→ **Page excerpt**
--

The smoke from Canadian wildfires has caused important changes in Delaware Division of Motor Vehicles operations today.
- Cash booths at toll plazas will be unattended. No violations will be issued.
- Inspection lanes in Wilmington, Delaware City and Dover will be closed. Georgetown’s lanes will remain open at this time, the agency announced early this morning.
- All road testing in Wilmington, Delaware City and Dover is cancelled for today. Customers will be contacted to reschedule. Georgetown appointments will proceed as scheduled.
- DMV on the Go will not be at Big Lots in Seaford today but will return next Thursday.
The moves are intended to protect the health of DMV staffers. Customers can also avoid traveling outdoors by opting to complete more than 20 DMV transactions at mydmv.delaware.gov.
As of this morning, much of New Castle County was under air quality levels of 301 to 500, represented by a maroon color code indicating hazardous on the Air Quality Index. Kent and Sussex counties have been under purple or very unhealthy levels of 201 to 300 and red or unhealthy levels of 151 to 200, respectively.
“Right now, we need everyone to be safe, especially Delawareans with increased risk from this very unhealthy air,” Shawn M. Garvin, secretary of the Delaware Department of Natural Resources and Environmental Control, said today. “We love to get outdoors, especially here in Delaware, but today is not the day. Delawareans should spend this time indoors as much as possible.”
For those who must be outdoors, properly-fitted N95 or KN95 masks help reduce exposure from particulate matter, DNREC said. Typical masks – such as cloth or surgical types often used during the pandemic – will not provide adequate protection from poor air quality from particulate matter. The best protection is to remain indoors in a cool and clean environment, the agency added.
Delawareans can check the air quality for the coming days and sign up for air quality alerts at a page maintained by DNREC. Airnow.gov offers Access real-time data and interactive maps on current conditions.

--

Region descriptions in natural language
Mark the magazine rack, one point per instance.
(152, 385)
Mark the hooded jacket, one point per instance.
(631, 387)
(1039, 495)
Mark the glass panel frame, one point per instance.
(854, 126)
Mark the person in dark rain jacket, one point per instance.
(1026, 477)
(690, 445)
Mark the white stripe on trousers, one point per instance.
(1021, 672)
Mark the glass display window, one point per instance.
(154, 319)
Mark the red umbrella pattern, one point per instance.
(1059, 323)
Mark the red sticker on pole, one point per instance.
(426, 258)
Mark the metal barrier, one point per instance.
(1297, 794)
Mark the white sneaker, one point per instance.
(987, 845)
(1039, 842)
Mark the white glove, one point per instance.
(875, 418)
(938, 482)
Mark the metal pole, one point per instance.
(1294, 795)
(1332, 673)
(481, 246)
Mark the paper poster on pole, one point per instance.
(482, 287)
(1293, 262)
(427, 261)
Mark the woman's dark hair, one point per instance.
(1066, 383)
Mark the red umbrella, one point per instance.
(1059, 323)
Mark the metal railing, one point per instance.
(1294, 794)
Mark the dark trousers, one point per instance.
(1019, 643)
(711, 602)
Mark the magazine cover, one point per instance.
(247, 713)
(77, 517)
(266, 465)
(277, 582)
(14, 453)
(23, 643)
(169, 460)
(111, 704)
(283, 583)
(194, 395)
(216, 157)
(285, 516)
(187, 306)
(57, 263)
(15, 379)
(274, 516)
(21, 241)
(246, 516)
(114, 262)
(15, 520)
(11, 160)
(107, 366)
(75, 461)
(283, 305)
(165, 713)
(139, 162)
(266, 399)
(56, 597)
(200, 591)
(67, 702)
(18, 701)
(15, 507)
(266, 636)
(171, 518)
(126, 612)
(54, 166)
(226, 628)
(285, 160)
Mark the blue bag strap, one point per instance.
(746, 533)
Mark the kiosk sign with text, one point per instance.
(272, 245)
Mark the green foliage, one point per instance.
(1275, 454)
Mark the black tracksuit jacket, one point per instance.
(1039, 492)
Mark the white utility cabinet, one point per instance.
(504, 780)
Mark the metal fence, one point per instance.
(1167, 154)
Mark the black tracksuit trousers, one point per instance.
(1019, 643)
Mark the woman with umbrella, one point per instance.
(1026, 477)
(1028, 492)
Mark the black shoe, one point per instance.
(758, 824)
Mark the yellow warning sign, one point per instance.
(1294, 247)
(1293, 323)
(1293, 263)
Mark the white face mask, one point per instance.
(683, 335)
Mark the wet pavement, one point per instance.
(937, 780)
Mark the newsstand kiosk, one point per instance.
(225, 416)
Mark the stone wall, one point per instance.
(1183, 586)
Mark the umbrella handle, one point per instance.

--

→ **Exercise tasks**
(1) In the article on wildfire smoke and Delaware DMV operations, which location's inspection lanes are staying open?
(2) Pick up the article on wildfire smoke and Delaware DMV operations after its final sentence and keep writing it.

→ **Answer section**
(1) Georgetown's inspection lanes remain open.

(2)
As of mid-morning, the page was calling today a Code Red Air Quality Action Day (so was Wednesday) and Friday a Code Orange.
“Light northwesterly winds through the overnight and morning hours will continue to transport dense smoke from Canadian wildfires into Delaware,” it said. “Winds are then expected to shift to southeasterly in the afternoon, recirculating smoke across the Mid-Atlantic. Therefore, despite scattered afternoon rain showers enhancing mixing, AQI levels will be Unhealthy for PM2.5. Furthermore smoke will also contribute to ozone precursors, leading to Moderate ozone levels.
The prediction for Friday: “June 9 is anticipated to be a Code Orange Air Quality Action Day. A trough of low pressure aloft and scattered rain will aid atmospheric mixing and hinder ozone development. However, light and variable winds will allow smoke to linger across Delaware. Therefore, AQI levels are anticipated to be Unhealthy for Sensitive Groups for PM2.5.
There’s better news coming up: “Saturday, light northwesterly winds through the early morning hours will allow dense smoke to linger over Delaware. However, moderate west-northwesterly winds will gradually disperse smoke and bring a cleaner air mass into the region in the afternoon. As a result, AQI levels are anticipated to be high-Moderate.”
DNREC on Wednesday “advised all individuals to limit prolonged or heavy physical activity and time spent outdoors and to stay indoors, preferably in a space with filtered air.”
Particle pollution can affect anyone, but it bothers some people more than others. DNREC and the Department of Public Health have provided the following guidance:
- Avoid strenuous outdoor activity. While people with respiratory conditions should stay inside, make sure they have their inhaler or medicine.
- Wear a properly fitted (fit tested) N95 for those who must go outside for long periods of time. Typical masks such as cloth, surgical, or KN95 will not provide adequate protection from poor air quality from particulate matter. The best protection is to remain indoors in a cool and clean environment.
- Avoid using anything that burns, such as wood fireplaces, gas logs, gas stoves and even candles.
- Avoid spraying aerosol products.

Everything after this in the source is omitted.